Start of DATA RECORDS
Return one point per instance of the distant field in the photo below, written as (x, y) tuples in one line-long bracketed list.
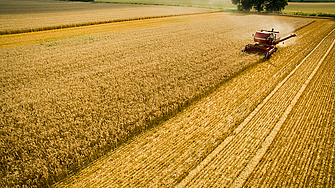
[(26, 15), (311, 7), (226, 4)]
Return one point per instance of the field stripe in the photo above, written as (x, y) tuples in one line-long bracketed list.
[(255, 160), (212, 155), (21, 39)]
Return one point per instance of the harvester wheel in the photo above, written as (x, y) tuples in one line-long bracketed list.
[(266, 56)]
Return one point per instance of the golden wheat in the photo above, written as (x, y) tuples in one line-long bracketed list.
[(65, 103), (55, 15)]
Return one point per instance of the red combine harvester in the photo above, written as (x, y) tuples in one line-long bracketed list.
[(266, 42)]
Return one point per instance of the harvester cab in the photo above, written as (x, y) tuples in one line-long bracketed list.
[(266, 42)]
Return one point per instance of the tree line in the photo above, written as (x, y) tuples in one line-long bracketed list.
[(260, 5)]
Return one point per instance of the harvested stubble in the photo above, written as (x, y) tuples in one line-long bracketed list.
[(15, 17), (65, 103)]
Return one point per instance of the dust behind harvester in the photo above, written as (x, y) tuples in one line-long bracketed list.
[(266, 42)]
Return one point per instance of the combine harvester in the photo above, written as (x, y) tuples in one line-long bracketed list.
[(266, 42)]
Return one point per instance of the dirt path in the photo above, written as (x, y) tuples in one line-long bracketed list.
[(190, 149)]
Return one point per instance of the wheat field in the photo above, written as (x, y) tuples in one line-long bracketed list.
[(64, 103)]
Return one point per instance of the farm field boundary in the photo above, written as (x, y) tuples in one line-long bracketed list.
[(66, 103), (165, 155), (7, 32), (13, 40), (33, 15)]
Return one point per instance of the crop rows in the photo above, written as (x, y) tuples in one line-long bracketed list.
[(66, 103), (241, 150), (303, 153), (16, 18), (165, 155)]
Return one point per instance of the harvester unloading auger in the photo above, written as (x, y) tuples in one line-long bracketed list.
[(266, 42)]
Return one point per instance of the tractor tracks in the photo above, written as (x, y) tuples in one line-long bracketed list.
[(220, 140), (239, 154)]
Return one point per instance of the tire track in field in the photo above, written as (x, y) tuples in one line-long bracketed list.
[(253, 137), (166, 154), (305, 157)]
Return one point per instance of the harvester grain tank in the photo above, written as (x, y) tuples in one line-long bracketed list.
[(266, 42)]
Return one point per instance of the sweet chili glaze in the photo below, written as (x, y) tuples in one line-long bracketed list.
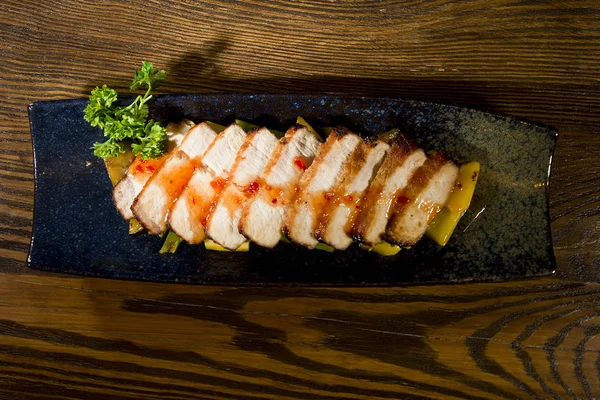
[(411, 194), (142, 170), (351, 201), (375, 198), (202, 202)]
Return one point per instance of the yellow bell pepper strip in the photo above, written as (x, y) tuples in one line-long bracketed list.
[(171, 243), (445, 222), (383, 248), (216, 127), (211, 245)]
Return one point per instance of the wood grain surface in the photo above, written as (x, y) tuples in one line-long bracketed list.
[(69, 337)]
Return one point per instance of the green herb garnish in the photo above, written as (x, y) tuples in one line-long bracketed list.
[(147, 138)]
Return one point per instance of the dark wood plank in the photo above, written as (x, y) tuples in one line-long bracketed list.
[(94, 338)]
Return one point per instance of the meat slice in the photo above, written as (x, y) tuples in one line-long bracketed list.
[(155, 200), (189, 214), (403, 159), (336, 220), (138, 173), (262, 219), (315, 189), (423, 198), (248, 167)]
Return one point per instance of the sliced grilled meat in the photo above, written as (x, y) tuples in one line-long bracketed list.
[(338, 216), (316, 187), (223, 223), (422, 199), (155, 200), (262, 219), (140, 171), (189, 214), (403, 159)]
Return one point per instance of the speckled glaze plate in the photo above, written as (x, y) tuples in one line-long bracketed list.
[(505, 234)]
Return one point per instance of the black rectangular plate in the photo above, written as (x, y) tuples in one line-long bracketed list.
[(505, 234)]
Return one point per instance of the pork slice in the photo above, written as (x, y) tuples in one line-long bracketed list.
[(423, 198), (223, 223), (262, 218), (138, 173), (338, 217), (403, 159), (189, 214), (155, 200), (316, 187)]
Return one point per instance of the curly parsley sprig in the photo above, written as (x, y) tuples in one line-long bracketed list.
[(148, 139)]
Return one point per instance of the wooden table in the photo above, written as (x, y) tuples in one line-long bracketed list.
[(64, 337)]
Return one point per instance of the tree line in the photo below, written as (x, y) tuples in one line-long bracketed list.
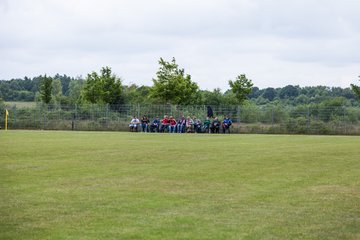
[(171, 85)]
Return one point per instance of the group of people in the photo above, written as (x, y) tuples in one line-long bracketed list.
[(182, 125)]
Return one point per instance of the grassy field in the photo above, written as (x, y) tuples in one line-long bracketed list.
[(109, 185)]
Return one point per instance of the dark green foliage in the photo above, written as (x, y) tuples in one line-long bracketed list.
[(103, 88), (172, 85), (241, 87), (269, 94), (46, 89), (289, 91), (356, 90)]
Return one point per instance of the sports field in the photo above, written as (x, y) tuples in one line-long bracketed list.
[(110, 185)]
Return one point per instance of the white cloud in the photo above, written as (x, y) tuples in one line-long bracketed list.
[(274, 43)]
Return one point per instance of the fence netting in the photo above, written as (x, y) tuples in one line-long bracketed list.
[(246, 119)]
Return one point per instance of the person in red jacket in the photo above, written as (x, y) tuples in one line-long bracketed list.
[(173, 124), (165, 122)]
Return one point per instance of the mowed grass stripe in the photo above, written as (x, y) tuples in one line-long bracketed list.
[(109, 185)]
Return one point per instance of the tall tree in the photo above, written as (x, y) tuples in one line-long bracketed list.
[(46, 89), (173, 86), (241, 87), (103, 88), (356, 89)]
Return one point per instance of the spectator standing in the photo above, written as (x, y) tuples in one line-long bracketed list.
[(155, 125), (145, 123), (133, 126), (206, 126), (215, 125), (165, 122), (181, 124), (189, 124), (172, 125), (226, 124)]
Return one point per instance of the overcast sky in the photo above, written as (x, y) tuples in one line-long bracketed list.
[(274, 42)]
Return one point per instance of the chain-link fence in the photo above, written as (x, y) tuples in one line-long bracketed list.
[(246, 119)]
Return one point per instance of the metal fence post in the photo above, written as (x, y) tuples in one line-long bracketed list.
[(238, 118)]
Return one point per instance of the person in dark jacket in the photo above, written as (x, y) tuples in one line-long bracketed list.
[(226, 124), (215, 125)]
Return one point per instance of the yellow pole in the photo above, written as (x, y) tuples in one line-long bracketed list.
[(6, 117)]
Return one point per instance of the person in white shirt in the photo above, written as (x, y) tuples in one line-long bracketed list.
[(134, 123)]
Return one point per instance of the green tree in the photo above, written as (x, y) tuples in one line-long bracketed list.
[(289, 91), (75, 88), (103, 88), (356, 89), (173, 86), (269, 94), (241, 87), (57, 89), (46, 89)]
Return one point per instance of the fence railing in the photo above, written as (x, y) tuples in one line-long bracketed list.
[(246, 119)]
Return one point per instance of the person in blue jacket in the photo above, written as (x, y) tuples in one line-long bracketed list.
[(226, 124)]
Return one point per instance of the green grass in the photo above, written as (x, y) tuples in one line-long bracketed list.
[(21, 105), (109, 185)]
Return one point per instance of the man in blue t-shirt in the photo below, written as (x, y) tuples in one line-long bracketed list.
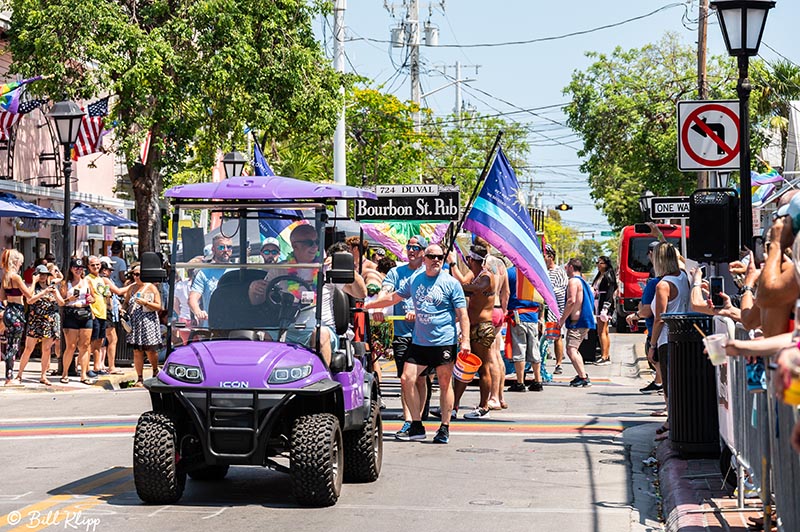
[(205, 281), (439, 304), (523, 326), (397, 278)]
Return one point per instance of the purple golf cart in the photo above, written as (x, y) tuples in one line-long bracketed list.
[(244, 382)]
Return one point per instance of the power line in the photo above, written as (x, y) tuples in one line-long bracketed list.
[(545, 39)]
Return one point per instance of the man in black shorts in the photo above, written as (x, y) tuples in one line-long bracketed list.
[(439, 304)]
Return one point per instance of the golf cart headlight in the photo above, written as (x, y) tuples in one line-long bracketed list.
[(291, 374), (185, 373)]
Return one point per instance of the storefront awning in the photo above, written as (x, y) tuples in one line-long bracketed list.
[(83, 214), (40, 213)]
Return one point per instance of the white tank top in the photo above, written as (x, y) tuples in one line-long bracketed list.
[(679, 304)]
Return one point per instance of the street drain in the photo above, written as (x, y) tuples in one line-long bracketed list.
[(476, 450), (486, 503)]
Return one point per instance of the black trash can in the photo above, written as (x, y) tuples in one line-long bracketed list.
[(693, 422)]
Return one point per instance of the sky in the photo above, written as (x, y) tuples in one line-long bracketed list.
[(516, 78)]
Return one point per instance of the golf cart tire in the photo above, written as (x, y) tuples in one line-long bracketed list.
[(210, 473), (363, 448), (155, 460), (316, 460)]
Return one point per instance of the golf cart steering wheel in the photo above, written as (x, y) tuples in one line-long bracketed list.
[(275, 295)]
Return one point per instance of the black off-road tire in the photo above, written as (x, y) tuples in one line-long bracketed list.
[(316, 459), (155, 460), (210, 473), (363, 449)]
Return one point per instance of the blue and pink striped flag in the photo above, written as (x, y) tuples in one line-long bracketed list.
[(499, 216)]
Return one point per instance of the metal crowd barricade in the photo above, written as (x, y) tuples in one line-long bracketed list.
[(757, 431)]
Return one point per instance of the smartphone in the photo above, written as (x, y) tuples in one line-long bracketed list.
[(716, 285)]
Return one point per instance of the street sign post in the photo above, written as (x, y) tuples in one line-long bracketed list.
[(667, 208), (708, 135)]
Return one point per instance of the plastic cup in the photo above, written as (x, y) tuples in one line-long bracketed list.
[(715, 346)]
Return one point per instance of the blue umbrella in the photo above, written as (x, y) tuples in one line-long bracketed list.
[(41, 213), (8, 209), (83, 214)]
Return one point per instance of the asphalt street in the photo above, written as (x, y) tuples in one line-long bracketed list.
[(566, 458)]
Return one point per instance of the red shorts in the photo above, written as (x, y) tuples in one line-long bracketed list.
[(497, 316)]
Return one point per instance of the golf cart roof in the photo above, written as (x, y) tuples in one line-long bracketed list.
[(266, 188)]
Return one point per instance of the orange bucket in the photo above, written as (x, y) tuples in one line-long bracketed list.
[(466, 367)]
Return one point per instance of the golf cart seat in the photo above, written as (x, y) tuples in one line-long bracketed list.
[(233, 287)]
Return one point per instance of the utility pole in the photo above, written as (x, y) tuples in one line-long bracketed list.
[(339, 154), (412, 21), (702, 85)]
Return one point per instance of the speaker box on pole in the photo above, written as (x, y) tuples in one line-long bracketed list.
[(714, 225)]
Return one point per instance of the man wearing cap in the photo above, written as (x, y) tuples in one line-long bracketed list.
[(558, 278), (270, 250), (119, 267), (205, 282), (395, 280)]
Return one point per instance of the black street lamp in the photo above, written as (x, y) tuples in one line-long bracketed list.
[(644, 204), (67, 116), (233, 162), (742, 23)]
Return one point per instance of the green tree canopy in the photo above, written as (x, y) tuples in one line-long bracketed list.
[(194, 72)]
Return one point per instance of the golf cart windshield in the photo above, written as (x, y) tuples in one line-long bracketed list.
[(256, 275)]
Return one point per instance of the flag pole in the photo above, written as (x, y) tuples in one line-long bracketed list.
[(478, 183)]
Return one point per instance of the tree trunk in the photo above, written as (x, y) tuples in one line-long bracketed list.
[(146, 182)]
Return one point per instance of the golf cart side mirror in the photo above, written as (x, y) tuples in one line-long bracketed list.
[(151, 270), (342, 269)]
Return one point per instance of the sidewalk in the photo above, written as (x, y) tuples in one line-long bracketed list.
[(694, 495), (33, 371)]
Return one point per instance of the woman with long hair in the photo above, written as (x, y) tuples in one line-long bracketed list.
[(144, 303), (78, 295), (16, 291), (44, 321), (672, 295), (604, 284)]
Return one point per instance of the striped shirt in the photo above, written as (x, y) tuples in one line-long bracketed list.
[(559, 280)]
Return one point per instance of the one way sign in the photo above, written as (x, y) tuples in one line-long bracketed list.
[(708, 135)]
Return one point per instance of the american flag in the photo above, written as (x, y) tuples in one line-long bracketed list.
[(91, 131), (9, 120)]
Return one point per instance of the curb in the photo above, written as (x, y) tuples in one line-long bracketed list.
[(681, 507)]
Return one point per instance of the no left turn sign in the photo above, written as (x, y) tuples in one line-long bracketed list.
[(708, 135)]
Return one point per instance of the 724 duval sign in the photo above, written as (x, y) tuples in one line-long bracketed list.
[(410, 202)]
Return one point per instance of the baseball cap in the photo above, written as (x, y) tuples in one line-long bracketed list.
[(421, 240), (792, 210), (270, 241)]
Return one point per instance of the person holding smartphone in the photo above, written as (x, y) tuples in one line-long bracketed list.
[(44, 321)]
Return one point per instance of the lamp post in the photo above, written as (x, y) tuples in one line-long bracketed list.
[(233, 161), (644, 205), (67, 116), (742, 23)]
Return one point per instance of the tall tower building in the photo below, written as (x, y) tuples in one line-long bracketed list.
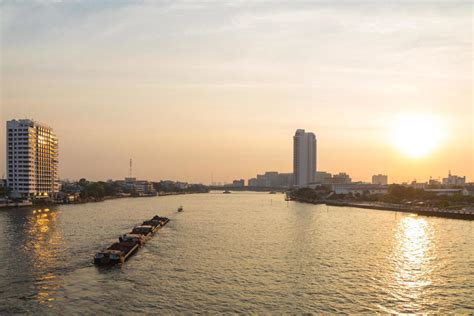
[(32, 159), (304, 157)]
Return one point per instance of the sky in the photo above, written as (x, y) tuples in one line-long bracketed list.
[(201, 90)]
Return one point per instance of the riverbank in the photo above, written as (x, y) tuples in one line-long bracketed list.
[(87, 200), (424, 211)]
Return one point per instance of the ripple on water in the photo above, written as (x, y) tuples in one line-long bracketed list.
[(236, 253)]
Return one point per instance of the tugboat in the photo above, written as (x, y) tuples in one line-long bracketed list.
[(129, 243)]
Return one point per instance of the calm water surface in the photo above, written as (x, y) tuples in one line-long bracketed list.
[(241, 252)]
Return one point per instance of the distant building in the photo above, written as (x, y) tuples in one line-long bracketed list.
[(140, 187), (468, 190), (417, 185), (304, 158), (238, 183), (272, 179), (359, 188), (32, 159), (341, 178), (380, 179), (322, 177), (434, 182), (445, 191), (454, 180)]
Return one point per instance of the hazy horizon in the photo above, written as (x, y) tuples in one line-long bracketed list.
[(194, 90)]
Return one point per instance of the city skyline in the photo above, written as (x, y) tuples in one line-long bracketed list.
[(112, 90)]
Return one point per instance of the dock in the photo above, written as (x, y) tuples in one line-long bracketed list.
[(464, 214)]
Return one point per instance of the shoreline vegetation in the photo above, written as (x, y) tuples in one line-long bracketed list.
[(398, 199), (84, 191)]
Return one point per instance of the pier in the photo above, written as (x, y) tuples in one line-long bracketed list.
[(464, 214)]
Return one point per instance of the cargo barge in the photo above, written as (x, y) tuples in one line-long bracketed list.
[(129, 243)]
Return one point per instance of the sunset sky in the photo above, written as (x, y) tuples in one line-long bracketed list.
[(191, 89)]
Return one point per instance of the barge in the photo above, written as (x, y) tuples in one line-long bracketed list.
[(128, 244)]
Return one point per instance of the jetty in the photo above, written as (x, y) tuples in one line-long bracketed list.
[(128, 244)]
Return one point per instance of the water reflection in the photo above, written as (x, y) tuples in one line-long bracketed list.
[(42, 245), (413, 261)]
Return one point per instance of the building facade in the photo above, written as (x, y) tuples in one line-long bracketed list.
[(304, 158), (454, 180), (380, 179), (341, 178), (32, 159)]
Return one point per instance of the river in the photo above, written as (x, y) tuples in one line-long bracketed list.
[(235, 253)]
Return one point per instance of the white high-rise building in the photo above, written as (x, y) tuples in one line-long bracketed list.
[(32, 159), (304, 157)]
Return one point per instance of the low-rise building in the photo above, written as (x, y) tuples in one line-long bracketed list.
[(445, 191), (252, 182), (341, 178), (359, 188), (468, 190), (323, 177), (453, 180), (272, 179), (380, 179), (238, 183)]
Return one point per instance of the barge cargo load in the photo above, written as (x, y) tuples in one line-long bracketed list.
[(129, 243)]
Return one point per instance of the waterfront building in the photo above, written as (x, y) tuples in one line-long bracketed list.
[(359, 188), (380, 179), (32, 159), (140, 187), (468, 190), (322, 177), (238, 183), (454, 180), (272, 179), (341, 178), (252, 182), (304, 158)]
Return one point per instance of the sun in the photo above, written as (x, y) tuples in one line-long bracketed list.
[(417, 136)]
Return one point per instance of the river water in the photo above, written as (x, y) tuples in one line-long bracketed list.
[(235, 253)]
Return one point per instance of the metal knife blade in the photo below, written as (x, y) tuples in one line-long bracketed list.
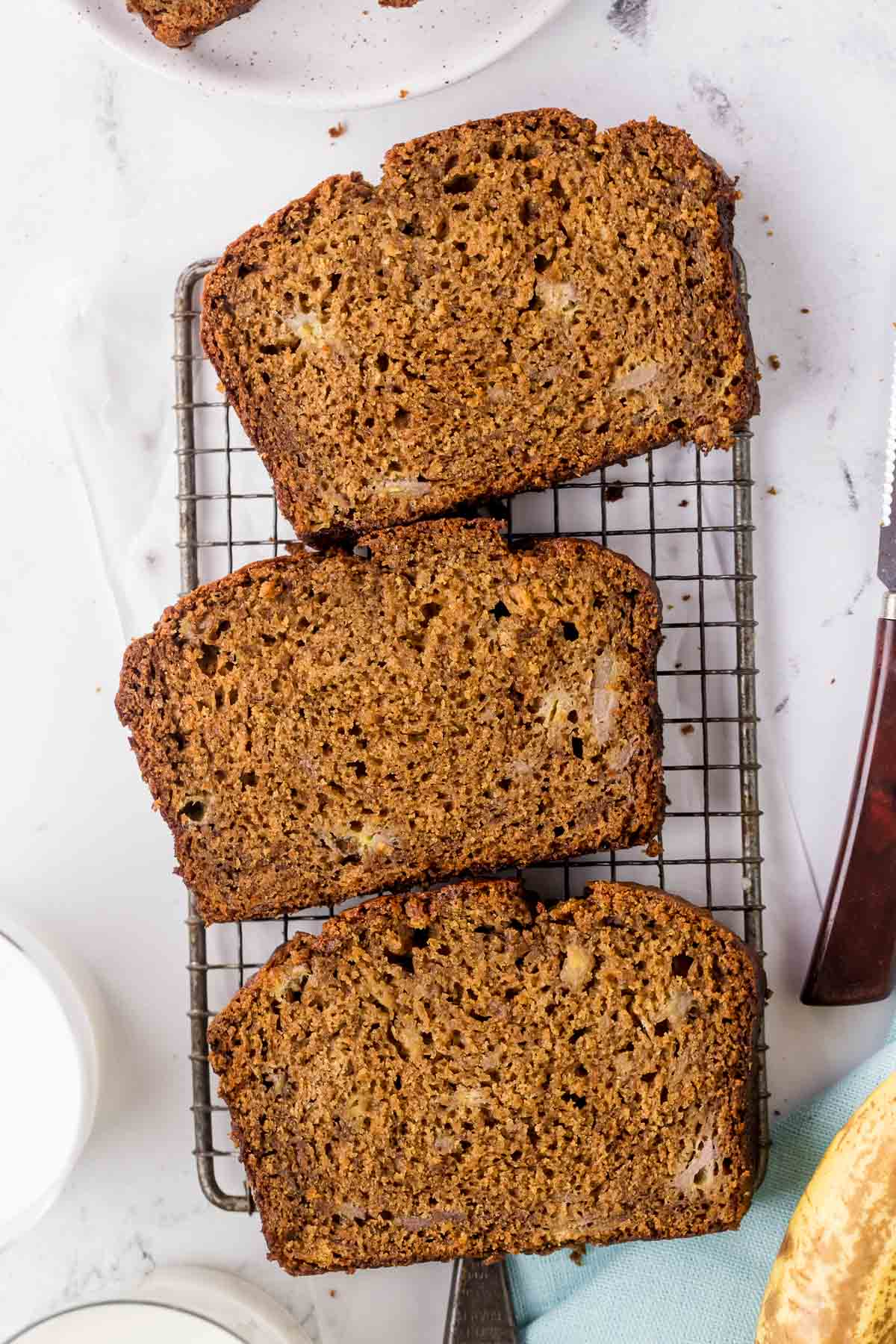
[(887, 551)]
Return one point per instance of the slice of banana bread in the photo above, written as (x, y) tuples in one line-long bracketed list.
[(467, 1073), (326, 726), (178, 22), (519, 302)]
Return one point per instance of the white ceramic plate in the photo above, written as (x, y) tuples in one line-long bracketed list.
[(334, 54)]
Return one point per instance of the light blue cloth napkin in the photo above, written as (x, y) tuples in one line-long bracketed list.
[(702, 1290)]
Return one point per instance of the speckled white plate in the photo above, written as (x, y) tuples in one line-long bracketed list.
[(334, 54)]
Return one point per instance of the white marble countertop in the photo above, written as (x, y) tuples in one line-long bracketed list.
[(113, 181)]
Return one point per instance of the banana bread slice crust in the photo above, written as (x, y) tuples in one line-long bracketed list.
[(519, 302), (317, 727), (467, 1073)]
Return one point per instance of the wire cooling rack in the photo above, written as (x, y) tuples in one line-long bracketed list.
[(685, 519)]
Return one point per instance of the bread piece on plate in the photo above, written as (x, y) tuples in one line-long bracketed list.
[(519, 302), (467, 1073), (178, 22), (319, 727)]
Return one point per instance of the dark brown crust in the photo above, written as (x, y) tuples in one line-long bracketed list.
[(175, 30), (385, 910), (139, 671), (267, 436)]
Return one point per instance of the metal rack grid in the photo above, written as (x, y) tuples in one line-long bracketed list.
[(685, 519)]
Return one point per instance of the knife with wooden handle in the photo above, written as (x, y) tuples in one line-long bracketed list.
[(855, 957)]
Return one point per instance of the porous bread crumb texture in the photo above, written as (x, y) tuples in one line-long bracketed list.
[(465, 1073), (178, 22), (519, 302), (317, 727)]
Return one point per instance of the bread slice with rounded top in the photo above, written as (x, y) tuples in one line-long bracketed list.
[(519, 302), (323, 726), (467, 1073)]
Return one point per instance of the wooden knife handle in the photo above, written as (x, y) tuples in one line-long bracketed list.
[(855, 957)]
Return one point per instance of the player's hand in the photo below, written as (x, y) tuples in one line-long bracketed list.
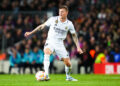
[(27, 34), (80, 50)]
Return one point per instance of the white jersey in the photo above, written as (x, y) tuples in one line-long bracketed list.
[(58, 29)]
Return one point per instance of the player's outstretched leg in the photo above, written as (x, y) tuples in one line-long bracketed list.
[(68, 70)]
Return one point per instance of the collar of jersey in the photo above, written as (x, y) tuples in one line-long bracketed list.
[(62, 22)]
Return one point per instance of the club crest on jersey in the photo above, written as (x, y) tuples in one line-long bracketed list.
[(56, 21), (66, 27)]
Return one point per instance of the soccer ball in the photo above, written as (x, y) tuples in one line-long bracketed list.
End of DATA RECORDS
= SHORT EXERCISE =
Could you rewrite everything from the start of the entries down to the line containing "[(15, 17), (65, 103)]", swapping "golden wheat" for "ripe wheat" and leaving everything else unchanged? Please omit the pictures.

= SOLUTION TO THE PROBLEM =
Return one point per instance of the distant field in the photo below, written as (x, y) tuples in one line-long bracketed list.
[(26, 15), (311, 7), (226, 4)]
Return one point per instance of the field stripe in the photo above, written as (x, y) tuples in one line-long bracketed list.
[(255, 160), (212, 155), (21, 39)]
Return one point per instance of the harvester wheel in the photo above, written as (x, y) tuples in one line-long bracketed list.
[(266, 56)]
Return one point per instance of the ripe wheat in the photo above, written as (x, y) tuples in one line-long bracketed list.
[(65, 103), (55, 15)]
Return one point per instance of the red combine harvester in the photo above, written as (x, y) tuples in one line-long bracketed list.
[(266, 42)]
Return one point per instance of the harvester cab in the photo above, written as (x, y) tuples in one line-long bracketed list.
[(266, 42)]
Return one point per instance of the tree line in the photo above, written as (x, y) tuples in one line-long bracketed list.
[(260, 5)]
Return one point per instance of the harvested stubble in the photo above, written as (x, y) tuples in one line-long bracketed list.
[(15, 17), (65, 103)]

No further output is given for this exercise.